Limiter le réchauffement de la planète à 1,5 degré Celsius est encore possible, mais l’humanité doit accélérer sa transition énergétique, et les pays comme le Canada devront atteindre la carboneutralité plus tôt qu’en 2050, affirme l’Agence internationale de l’énergie (AIE) dans un rapport publié mercredi.

Ce qu’il faut savoir

  • Limiter le réchauffement de la planète à 1,5 °C est encore possible, mais l’humanité doit accélérer sa transition énergétique, affirme l’Agence internationale de l’énergie (AIE).
  • Les pays riches devront atteindre la carboneutralité plus tôt qu’en 2050, pour donner plus de temps aux pays en développement de le faire.
  • Améliorer l’efficacité énergétique est essentiel et lancer de nouveaux projets d’exploitation des énergies fossiles est inutile.

« Si la voie mondiale vers l’objectif zéro émission nette d’ici 2050 que nous avions tracée précédemment s’est rétrécie, elle reste réalisable », affirme l’organisation internationale établie à Paris dans la mise à jour 2023 de sa « feuille de route » pour l’atteinte de la carboneutralité.

Il est « trop tôt pour abandonner l’objectif de 1,5 °C », y écrit le directeur général de l’organisation, Fatih Birol.

La voie vers la carboneutralité s’est rétrécie notamment parce que les émissions mondiales de dioxyde de carbone (CO2) du secteur de l’énergie ont continué d’augmenter en 2022, atteignant un record de 37 milliards de tonnes (Gt), soit 1 % de plus que leur niveau d’avant la pandémie, indique l’AIE.

Ces émissions devraient continuer d’augmenter avant que la demande de charbon, de pétrole et de gaz naturel atteigne un plafond, d’ici la fin de la décennie, et commencent à diminuer, ce qui se produira même en l’absence de nouvelle politique climatique, prévoit l’organisation.

PHOTO SIMON MAINA, ARCHIVES AGENCE FRANCE-PRESSE

Le directeur général de l’Agence internationale de l’énergie, Fatih Birol

C’est encourageant, mais insuffisant pour atteindre l’objectif de 1,5 °C.

Fatih Birol, directeur général de l’Agence internationale de l’énergie

« Nous avons les outils qu’il nous faut » pour accélérer la décarbonation, affirme l’AIE, qui estime que les technologies disponibles aujourd’hui permettent de réaliser plus de 80 % des réductions d’émissions nécessaires d’ici 2030.

L’augmentation des énergies renouvelables, l’amélioration de l’efficacité énergétique, l’électrification ou encore la réduction des émissions de méthane sont autant de solutions « essentielles pour faire baisser la demande de combustibles fossiles », affirme le document.

Le Canada « fait fausse route »

####

◆ Exercices à faire
1. Modifiez le passage de l'extrait situé entre « Ces émissions devraient » et « climatique, prévoit l’organisation. », inclus, en y remplaçant « charbon » par « houille ».
2. Quelles solutions l'extrait qualifie-t-il d'« essentielles pour faire baisser la demande de combustibles fossiles » ?
3. Comment résumer l'extrait en deux phrases ?
Le matériel n'a aucun rapport avec l'extrait.

◆ Extraits du matériel

####

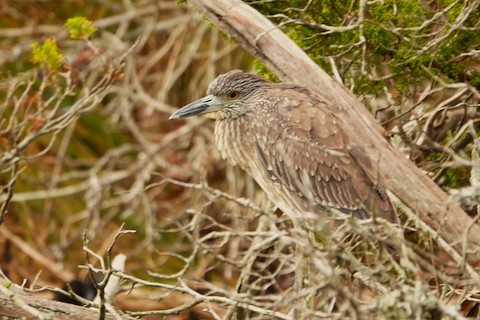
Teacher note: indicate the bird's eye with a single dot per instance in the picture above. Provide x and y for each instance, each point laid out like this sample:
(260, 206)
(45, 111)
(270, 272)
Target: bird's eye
(233, 94)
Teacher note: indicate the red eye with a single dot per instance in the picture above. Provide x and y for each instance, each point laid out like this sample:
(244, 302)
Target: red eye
(233, 94)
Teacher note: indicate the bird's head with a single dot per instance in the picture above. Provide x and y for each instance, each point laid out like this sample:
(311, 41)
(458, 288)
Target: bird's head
(230, 95)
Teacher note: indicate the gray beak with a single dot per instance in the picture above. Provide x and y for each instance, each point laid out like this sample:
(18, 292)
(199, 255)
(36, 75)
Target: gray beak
(204, 105)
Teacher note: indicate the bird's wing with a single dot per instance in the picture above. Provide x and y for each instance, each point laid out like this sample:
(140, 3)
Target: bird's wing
(301, 146)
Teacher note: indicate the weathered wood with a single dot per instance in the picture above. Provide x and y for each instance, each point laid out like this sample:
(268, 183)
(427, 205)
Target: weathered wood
(261, 38)
(47, 308)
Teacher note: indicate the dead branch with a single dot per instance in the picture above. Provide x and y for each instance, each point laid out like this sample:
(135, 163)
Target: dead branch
(265, 41)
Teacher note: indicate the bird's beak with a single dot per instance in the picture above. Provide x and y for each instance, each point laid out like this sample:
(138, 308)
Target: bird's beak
(204, 105)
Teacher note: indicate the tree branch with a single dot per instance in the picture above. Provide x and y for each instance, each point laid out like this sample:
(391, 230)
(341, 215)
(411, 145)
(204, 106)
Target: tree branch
(265, 41)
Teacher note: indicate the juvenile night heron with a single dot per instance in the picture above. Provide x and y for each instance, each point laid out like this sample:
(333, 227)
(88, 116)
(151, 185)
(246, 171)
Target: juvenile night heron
(290, 141)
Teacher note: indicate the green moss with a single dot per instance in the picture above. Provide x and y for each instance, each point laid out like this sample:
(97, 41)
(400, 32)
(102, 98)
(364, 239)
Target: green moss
(80, 28)
(47, 54)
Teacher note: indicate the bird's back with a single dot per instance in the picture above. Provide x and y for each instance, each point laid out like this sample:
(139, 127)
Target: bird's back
(293, 145)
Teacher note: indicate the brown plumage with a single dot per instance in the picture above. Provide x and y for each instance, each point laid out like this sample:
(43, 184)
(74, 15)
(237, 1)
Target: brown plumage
(291, 142)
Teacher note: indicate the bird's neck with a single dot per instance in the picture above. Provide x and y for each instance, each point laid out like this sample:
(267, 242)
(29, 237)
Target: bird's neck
(233, 137)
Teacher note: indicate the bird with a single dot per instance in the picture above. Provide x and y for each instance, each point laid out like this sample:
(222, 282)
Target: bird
(290, 140)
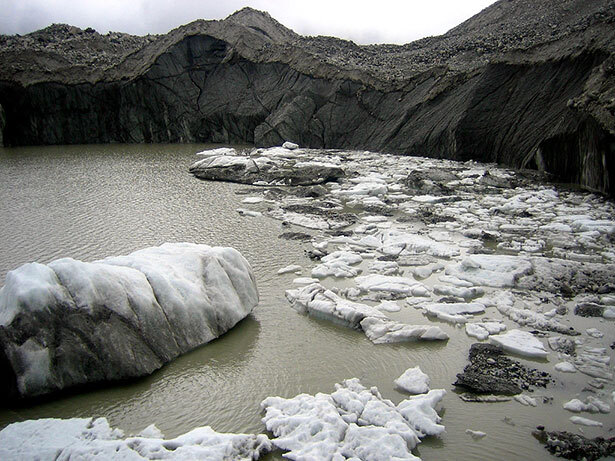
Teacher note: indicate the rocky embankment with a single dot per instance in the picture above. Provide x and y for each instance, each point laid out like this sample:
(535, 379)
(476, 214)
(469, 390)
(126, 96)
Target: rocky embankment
(525, 83)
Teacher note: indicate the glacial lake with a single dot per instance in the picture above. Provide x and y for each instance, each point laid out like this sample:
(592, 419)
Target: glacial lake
(90, 202)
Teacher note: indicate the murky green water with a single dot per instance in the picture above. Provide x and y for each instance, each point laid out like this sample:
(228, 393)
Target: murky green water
(89, 202)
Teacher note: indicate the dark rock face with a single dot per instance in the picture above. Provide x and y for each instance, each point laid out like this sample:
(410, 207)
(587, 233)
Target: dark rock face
(589, 310)
(491, 372)
(527, 83)
(574, 446)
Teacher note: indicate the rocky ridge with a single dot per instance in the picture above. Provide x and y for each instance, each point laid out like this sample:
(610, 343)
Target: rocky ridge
(525, 83)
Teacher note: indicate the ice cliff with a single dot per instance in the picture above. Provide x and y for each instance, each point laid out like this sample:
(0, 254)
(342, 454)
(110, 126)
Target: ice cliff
(70, 323)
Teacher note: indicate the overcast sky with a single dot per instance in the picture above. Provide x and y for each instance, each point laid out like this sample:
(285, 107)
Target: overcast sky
(374, 21)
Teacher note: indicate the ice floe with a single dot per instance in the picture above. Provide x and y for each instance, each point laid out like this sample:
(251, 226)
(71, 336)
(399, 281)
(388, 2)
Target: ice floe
(591, 405)
(482, 330)
(89, 438)
(381, 331)
(453, 312)
(520, 342)
(351, 423)
(320, 302)
(497, 271)
(78, 322)
(585, 421)
(414, 381)
(391, 285)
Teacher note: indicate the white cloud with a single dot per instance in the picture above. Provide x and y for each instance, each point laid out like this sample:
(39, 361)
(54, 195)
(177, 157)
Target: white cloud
(383, 21)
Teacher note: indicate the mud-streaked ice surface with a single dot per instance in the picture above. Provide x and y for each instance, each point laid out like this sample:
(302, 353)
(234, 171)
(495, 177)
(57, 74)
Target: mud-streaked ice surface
(389, 273)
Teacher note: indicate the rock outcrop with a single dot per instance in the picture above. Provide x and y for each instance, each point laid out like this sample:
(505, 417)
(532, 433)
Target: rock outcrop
(70, 323)
(526, 83)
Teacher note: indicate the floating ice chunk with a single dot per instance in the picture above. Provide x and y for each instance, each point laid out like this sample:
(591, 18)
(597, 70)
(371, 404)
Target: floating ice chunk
(454, 312)
(316, 300)
(476, 435)
(217, 152)
(382, 330)
(384, 267)
(534, 319)
(496, 271)
(388, 306)
(368, 188)
(347, 257)
(250, 213)
(334, 269)
(373, 443)
(594, 362)
(459, 292)
(565, 367)
(420, 411)
(594, 332)
(290, 145)
(425, 271)
(591, 405)
(337, 264)
(397, 242)
(304, 281)
(431, 198)
(526, 400)
(153, 304)
(521, 342)
(391, 284)
(252, 200)
(556, 227)
(482, 330)
(352, 423)
(585, 421)
(455, 281)
(602, 226)
(88, 438)
(151, 432)
(414, 381)
(292, 268)
(32, 287)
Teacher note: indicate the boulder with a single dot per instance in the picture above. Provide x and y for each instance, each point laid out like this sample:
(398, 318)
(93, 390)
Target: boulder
(70, 323)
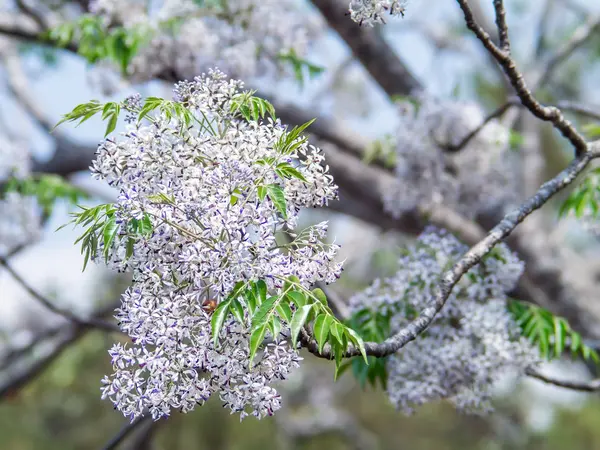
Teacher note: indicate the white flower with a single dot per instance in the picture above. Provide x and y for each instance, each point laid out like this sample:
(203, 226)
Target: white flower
(19, 215)
(244, 38)
(216, 203)
(476, 179)
(472, 342)
(370, 12)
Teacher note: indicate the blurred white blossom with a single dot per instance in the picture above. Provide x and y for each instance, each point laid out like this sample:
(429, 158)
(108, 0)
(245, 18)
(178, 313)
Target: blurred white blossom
(473, 341)
(19, 215)
(244, 38)
(475, 179)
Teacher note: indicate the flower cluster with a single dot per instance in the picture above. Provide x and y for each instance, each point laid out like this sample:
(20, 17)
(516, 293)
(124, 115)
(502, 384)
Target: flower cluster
(245, 38)
(216, 191)
(474, 339)
(19, 215)
(476, 179)
(370, 12)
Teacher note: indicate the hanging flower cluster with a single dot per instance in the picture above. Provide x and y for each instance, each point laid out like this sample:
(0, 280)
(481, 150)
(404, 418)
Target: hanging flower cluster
(475, 179)
(370, 12)
(245, 38)
(203, 190)
(474, 339)
(19, 215)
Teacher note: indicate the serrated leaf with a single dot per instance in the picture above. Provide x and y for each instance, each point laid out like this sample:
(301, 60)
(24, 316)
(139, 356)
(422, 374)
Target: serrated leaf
(284, 311)
(265, 312)
(260, 290)
(277, 196)
(251, 302)
(298, 321)
(109, 233)
(358, 341)
(218, 318)
(238, 310)
(297, 297)
(285, 170)
(337, 331)
(262, 192)
(321, 329)
(274, 326)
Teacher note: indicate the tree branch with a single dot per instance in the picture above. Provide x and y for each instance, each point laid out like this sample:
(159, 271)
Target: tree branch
(124, 432)
(547, 113)
(468, 260)
(584, 386)
(368, 46)
(94, 323)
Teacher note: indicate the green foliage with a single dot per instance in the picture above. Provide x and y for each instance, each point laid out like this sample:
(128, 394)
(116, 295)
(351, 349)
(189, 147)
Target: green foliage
(515, 140)
(95, 41)
(111, 110)
(47, 189)
(375, 327)
(301, 67)
(553, 335)
(250, 107)
(290, 141)
(294, 305)
(584, 199)
(103, 228)
(86, 111)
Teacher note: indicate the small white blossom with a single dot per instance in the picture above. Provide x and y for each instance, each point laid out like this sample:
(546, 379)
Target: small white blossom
(473, 340)
(245, 38)
(200, 187)
(370, 12)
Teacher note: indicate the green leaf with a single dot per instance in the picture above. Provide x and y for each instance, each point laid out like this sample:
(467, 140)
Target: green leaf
(109, 233)
(284, 311)
(285, 170)
(298, 321)
(262, 192)
(218, 318)
(297, 297)
(265, 312)
(320, 295)
(277, 196)
(251, 301)
(260, 289)
(357, 340)
(321, 329)
(337, 331)
(274, 326)
(238, 310)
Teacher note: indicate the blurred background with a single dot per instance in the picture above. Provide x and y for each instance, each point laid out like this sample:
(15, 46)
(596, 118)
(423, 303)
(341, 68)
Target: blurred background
(50, 370)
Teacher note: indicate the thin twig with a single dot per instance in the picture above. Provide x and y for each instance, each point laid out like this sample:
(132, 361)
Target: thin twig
(547, 113)
(55, 309)
(579, 37)
(504, 41)
(72, 333)
(591, 112)
(467, 261)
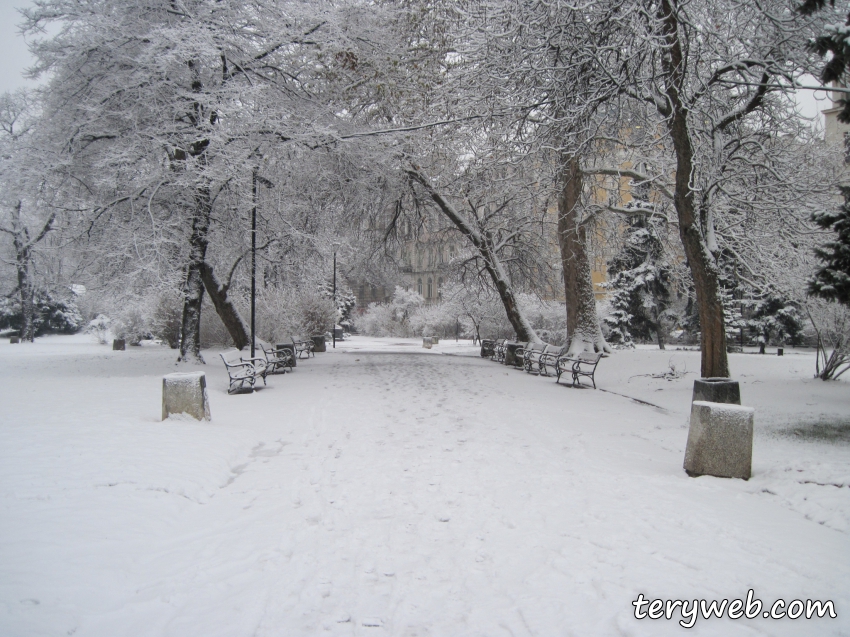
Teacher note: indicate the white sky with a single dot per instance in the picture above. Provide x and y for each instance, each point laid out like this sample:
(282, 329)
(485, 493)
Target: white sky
(15, 57)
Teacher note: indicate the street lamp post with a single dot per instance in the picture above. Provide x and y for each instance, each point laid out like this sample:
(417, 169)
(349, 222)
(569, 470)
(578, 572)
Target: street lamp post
(256, 180)
(255, 186)
(333, 331)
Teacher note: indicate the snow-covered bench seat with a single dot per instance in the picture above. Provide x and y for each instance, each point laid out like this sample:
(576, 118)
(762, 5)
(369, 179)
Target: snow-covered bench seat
(487, 347)
(277, 358)
(303, 346)
(550, 357)
(582, 365)
(243, 372)
(499, 350)
(531, 355)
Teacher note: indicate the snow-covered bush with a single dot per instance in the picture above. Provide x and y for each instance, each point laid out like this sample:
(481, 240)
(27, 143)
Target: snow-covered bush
(284, 312)
(392, 318)
(831, 324)
(549, 318)
(99, 327)
(640, 284)
(51, 314)
(133, 324)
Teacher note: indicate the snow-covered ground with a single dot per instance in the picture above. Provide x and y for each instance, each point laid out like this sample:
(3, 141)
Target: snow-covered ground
(384, 489)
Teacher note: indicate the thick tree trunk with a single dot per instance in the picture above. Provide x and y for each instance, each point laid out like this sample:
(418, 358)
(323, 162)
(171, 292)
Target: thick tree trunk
(23, 246)
(702, 264)
(27, 300)
(583, 330)
(225, 308)
(483, 243)
(193, 289)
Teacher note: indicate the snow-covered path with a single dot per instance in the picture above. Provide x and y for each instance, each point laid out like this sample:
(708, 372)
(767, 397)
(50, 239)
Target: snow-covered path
(383, 493)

####

◆ Réponses par exercice
1.
Ces émissions devraient continuer d’augmenter avant que la demande de houille, de pétrole et de gaz naturel atteigne un plafond, d’ici la fin de la décennie, et commencent à diminuer, ce qui se produira même en l’absence de nouvelle politique climatique, prévoit l’organisation.

2.
- L'augmentation des énergies renouvelables
- L'amélioration de l'efficacité énergétique
- L'électrification
- La réduction des émissions de méthane

3. Selon l'Agence internationale de l'énergie, limiter le réchauffement à 1,5 °C reste possible, mais l'humanité doit accélérer sa transition énergétique et des pays comme le Canada devront atteindre la carboneutralité avant 2050. Même si les émissions de CO2 du secteur de l'énergie ont atteint un record de 37 milliards de tonnes en 2022, l'AIE estime que les technologies disponibles permettent de réaliser plus de 80 % des réductions nécessaires d'ici 2030, notamment grâce aux énergies renouvelables, à l'efficacité énergétique, à l'électrification et à la réduction des émissions de méthane.